> [REQUIREMENT]: Can you return the lines of the material below word for word, starting at the line that has "Locate the woman's dark" and stopping after the line that has "Locate the black"?

> [Excerpts from a location annotation dataset]:
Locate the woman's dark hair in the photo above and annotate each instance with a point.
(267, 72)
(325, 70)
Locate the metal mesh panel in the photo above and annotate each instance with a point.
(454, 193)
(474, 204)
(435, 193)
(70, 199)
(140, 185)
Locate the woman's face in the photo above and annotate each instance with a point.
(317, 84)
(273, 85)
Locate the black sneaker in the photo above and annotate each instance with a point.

* * *

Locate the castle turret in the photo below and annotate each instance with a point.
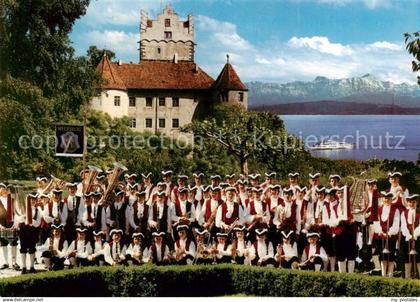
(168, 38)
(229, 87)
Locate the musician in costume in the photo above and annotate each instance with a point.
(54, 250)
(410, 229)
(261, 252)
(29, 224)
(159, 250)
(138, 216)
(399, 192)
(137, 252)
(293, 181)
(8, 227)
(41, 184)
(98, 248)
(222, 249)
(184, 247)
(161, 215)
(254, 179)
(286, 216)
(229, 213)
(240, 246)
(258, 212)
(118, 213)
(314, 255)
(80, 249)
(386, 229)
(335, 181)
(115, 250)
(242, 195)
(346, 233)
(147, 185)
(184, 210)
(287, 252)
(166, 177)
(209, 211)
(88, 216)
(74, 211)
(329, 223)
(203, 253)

> [OUTPUT FOR THIS TASK]:
Locate the woman's dark hair in the photo above and annotate each instance with a point.
(267, 72)
(325, 70)
Locate the metal mesh panel in the photo above and annotate each instance with a point.
(454, 193)
(474, 204)
(435, 193)
(70, 199)
(140, 185)
Locate the woman's face in the photo above and annotate each instance with a point.
(317, 84)
(273, 85)
Locate the black sneaker in the photo above and annotate each instance with a point.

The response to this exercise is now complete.